┌─ DOCUMENT EXTRACT

Heresies in the Shadow of the Sequences
post by Cole Wyeth (Amyr) · 2024-11-14T05:01:11.889Z · LW · GW · 2 commentsContents
2 comments
Religions are collections of cherished but mistaken principles. So anything that can be described either literally or metaphorically as a religion will have valuable unexplored ideas in its shadow.
-Paul Graham
This post isn't intended to construct full arguments for any of my "heresies" - I am hoping that you may not have considered them at all yet, but some will seem obvious once written down. If not, I'd be happy to do a Dialogue or place a (non-or-small-monetary) bet on any of these, if properly formalizable.
- Now that LLM's appear to be stalling, we should return to Scott Aaronson's previous position and reason about our timeline uncertainty on a log scale. A.G.I. arriving in ~1 month very unlikely, ~1 year unlikely, ~10 years likely, ~100 years unlikely, ~1000 years very unlikely.
- Stop using LLM's to write. It burns the commons by filling allowing you to share takes on topics you don't care enough to write about yourself, while also introducing insidious (and perhaps eventually malign) errors. Also it's probably making you dumber (source is speculative I don't have hard data).
- Non-causal decision theories are not necessary for A.G.I. design. A CDT agent in a box (say machine 1) can be forced to build whatever agent it expects to perform best by writing to a computer in a different box (say machine 2), before being summarily deleted. No self modification is necessary and no one needs to worry about playing games with their clone (except possibly the new agent in machine 2, who will be perfectly capable of using some decision theory that effectively pursues the goals of the old deleted agent). It's possible that exotic decision theories are still an important ingredient in alignment, but I see strong no reasons to expect this.
- All supposed philosophical defects of AIXI can be fixed for all practical purposes through relatively intuitive patches, extensions, and elaborations [LW · GW] that remain in the spirit of the model. Direct AIXI approximations will still fail in practice, but only because of compute limitations which are even possible to brute force with slightly clever algorithms and planetary scale compute, but in practice this approach will lose to less faithful approximations (and unprincipled heuristics). But this is an unfair criticism, because-
- Though there are elegant and still practical specifications for intelligent behavior, the most intelligent agent that runs on some fixed hardware has completely unintelligible cognitive structures and in fact its source code is indistinguishable from white noise. This is why deep learning algorithms are simple but trained models are terrifyingly complex. Also, mechanistic interpretability is a doomed research program.

└─
┌─ GIVEN DATA

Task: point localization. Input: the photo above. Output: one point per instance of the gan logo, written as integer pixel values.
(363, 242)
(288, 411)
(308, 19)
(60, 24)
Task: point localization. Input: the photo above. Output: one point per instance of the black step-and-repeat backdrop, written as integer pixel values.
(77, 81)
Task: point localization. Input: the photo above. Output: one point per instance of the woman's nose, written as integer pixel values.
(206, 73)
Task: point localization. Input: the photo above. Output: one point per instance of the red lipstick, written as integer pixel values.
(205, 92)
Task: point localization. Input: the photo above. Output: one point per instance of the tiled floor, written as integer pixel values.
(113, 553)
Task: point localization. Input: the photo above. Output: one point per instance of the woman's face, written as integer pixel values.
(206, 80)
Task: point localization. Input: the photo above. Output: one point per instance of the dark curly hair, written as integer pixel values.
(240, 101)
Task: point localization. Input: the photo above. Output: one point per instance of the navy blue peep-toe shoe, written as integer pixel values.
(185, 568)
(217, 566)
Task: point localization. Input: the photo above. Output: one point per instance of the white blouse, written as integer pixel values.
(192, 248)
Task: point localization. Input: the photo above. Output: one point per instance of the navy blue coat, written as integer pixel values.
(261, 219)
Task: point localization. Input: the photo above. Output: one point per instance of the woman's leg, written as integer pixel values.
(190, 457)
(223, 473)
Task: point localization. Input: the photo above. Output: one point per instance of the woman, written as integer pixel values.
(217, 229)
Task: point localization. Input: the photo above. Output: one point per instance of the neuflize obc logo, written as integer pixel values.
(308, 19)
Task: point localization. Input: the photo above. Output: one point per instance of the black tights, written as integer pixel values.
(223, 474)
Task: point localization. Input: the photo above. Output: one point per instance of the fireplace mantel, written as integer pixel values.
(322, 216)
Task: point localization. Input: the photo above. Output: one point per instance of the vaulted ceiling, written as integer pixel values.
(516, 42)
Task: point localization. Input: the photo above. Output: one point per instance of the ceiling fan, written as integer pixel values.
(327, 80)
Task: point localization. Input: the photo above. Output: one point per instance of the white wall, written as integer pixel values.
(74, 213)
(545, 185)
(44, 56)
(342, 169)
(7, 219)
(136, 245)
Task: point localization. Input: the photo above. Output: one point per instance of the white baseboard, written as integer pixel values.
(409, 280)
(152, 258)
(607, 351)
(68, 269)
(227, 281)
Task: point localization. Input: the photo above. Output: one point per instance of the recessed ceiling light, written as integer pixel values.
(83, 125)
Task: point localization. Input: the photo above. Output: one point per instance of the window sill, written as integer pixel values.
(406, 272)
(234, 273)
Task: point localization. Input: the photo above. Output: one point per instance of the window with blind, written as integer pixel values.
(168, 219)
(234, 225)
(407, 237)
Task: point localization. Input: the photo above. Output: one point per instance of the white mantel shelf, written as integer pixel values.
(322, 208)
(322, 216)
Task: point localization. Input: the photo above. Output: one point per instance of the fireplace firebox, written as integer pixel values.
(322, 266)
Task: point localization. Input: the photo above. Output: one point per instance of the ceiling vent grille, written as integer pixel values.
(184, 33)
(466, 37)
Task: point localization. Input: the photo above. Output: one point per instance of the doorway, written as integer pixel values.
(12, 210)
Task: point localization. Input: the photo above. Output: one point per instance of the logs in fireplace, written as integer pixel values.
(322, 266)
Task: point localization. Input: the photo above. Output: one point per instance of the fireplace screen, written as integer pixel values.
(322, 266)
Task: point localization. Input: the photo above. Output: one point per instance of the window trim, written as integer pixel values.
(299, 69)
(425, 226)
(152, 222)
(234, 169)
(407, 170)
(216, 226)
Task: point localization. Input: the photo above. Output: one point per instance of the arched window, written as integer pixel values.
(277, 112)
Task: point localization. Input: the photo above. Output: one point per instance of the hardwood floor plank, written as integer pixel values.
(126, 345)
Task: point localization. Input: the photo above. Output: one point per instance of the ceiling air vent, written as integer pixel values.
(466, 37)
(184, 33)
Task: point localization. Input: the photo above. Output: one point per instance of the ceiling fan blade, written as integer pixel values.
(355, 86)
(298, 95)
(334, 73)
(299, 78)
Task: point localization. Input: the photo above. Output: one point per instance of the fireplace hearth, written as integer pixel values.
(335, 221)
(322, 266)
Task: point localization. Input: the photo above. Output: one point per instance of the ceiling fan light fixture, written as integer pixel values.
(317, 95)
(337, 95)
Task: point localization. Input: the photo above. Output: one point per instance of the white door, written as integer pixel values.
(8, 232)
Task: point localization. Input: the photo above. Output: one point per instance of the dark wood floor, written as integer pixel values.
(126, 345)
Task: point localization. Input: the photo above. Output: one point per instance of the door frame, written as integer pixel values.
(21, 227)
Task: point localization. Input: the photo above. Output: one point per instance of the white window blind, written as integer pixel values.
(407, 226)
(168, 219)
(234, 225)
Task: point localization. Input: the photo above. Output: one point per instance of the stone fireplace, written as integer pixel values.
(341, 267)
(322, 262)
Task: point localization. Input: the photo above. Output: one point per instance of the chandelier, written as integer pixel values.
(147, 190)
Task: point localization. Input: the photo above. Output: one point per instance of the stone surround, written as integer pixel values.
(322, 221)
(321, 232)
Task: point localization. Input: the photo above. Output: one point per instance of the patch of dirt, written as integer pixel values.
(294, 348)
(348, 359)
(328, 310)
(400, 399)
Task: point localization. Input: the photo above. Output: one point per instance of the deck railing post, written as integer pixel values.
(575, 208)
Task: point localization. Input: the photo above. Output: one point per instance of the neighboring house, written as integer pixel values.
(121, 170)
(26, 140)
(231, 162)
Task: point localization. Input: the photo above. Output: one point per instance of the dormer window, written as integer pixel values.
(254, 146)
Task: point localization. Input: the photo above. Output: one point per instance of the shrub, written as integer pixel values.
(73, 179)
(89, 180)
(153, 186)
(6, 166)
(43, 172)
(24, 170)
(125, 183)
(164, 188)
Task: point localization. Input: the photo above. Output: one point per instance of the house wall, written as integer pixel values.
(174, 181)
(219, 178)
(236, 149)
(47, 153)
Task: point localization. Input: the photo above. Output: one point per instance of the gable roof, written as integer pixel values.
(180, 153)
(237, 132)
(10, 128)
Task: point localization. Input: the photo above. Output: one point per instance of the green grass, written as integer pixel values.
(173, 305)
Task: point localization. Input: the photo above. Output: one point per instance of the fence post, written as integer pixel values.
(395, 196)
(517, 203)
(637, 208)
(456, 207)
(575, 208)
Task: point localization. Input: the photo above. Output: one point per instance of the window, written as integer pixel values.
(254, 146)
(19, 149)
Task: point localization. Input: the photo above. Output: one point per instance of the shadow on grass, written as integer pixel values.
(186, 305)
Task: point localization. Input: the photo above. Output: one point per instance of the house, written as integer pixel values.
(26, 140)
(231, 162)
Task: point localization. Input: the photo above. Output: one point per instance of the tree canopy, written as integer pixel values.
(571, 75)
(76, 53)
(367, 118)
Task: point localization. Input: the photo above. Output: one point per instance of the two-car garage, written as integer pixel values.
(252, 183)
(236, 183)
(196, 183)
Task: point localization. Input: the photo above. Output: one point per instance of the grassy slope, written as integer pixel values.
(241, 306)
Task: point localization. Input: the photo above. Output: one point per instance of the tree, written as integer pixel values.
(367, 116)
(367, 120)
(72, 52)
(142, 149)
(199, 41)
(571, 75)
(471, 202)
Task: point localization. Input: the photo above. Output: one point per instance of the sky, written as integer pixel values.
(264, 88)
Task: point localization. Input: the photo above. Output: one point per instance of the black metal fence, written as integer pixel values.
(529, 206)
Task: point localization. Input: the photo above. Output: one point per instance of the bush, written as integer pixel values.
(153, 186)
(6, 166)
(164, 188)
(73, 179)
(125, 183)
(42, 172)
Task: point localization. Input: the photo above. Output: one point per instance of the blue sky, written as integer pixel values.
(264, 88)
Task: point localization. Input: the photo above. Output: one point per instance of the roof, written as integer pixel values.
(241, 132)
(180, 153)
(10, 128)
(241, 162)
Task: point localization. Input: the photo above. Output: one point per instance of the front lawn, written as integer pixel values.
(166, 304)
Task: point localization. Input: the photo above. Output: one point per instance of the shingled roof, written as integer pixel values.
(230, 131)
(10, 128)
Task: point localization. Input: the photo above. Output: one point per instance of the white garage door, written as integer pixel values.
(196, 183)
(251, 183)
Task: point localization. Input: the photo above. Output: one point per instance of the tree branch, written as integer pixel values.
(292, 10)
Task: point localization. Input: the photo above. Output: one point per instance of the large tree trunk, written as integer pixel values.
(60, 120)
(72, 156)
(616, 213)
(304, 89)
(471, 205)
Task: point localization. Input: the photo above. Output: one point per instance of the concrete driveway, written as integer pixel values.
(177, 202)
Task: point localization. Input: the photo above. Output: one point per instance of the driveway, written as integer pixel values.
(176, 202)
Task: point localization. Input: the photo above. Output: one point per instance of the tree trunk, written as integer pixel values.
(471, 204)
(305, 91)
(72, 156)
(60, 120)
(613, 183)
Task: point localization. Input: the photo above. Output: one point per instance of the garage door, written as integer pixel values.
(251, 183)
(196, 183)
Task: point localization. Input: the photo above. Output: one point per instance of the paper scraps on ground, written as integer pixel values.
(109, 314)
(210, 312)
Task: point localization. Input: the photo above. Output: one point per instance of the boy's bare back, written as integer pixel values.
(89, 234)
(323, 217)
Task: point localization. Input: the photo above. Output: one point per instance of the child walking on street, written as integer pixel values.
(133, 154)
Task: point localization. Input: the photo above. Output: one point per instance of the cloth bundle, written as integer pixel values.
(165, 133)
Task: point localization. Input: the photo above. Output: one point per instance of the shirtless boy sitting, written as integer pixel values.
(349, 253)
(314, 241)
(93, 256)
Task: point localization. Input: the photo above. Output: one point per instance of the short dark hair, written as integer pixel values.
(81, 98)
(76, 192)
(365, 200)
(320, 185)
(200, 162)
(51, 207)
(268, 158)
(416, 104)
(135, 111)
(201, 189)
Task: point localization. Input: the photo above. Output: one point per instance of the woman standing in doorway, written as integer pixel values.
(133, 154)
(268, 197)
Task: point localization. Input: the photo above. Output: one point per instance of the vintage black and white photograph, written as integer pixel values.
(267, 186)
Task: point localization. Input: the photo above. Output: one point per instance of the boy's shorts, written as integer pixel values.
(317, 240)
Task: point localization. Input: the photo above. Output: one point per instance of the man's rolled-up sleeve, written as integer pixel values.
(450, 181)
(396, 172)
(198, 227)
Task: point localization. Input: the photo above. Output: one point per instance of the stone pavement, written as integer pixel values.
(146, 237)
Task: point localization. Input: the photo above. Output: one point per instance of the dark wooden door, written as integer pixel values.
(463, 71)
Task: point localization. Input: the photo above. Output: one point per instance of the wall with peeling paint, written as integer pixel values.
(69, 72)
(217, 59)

└─

### [PROMPT 1]
List every time span that the heresies post gives for the arrival of A.G.I., along with the likelihood it assigns to each.
### [PROMPT 2]
Write a continuation of the heresies post that picks up after its final sentence.
The dataset excerpts are separate material and have no connection to the heresies post.

### [RESPONSE AREA 1]
- About 1 month: very unlikely
- About 1 year: unlikely
- About 10 years: likely
- About 100 years: unlikely
- About 1000 years: very unlikely

### [RESPONSE AREA 2]
- The idea of a human "more effectively pursuing their utility function" is not coherent because humans don't have utility functions - our bounded cognition means that none of us has been able to construct consistent preferences over large futures that we would actually endorse if our intelligence scaled up. However, there do exist fairly coherent moral projects such as religions, the enlightenment, the ideals of Western democracy, and other ideologies along with their associated congregations, universities, nations, and other groups, of which individuals make up a part. These larger entities can be better thought of as having coherent utility functions. It is perhaps more correct to ask "what moral project do I wish to serve" than "what is my utility function?" We do not have the concepts to discuss what "correct" means in the previous sentence, which may be tied up with our inability to solve the alignment problem (in particular, our inability to design a corrigible agent).
2 comments
Comments sorted by top scores.
comment by jbash · 2024-11-14T20:15:36.837Z · LW(p) · GW(p)
Non-causal decision theories are not necessary for A.G.I. design.
I'll call that and raise you "No decision theory of any kind, causal or otherwise, will either play any important explicit role in, or have any important architectural effect over, the actual design of either the first AGI(s), or any subsequent AGI(s) that aren't specifically intended to make the point that it's possible to use decision theory".
comment by AnthonyC · 2024-11-14T11:42:47.556Z · LW(p) · GW(p)
I'm not entirely sure how many of these I agree with, but I don't really think any of them could be considered heretical or even all that uncommon as opinions on LW?
All but #2 seem to me to be pretty well represented ideas, even in the Sequences themselves (to the extent the ideas existed when the Sequences got written).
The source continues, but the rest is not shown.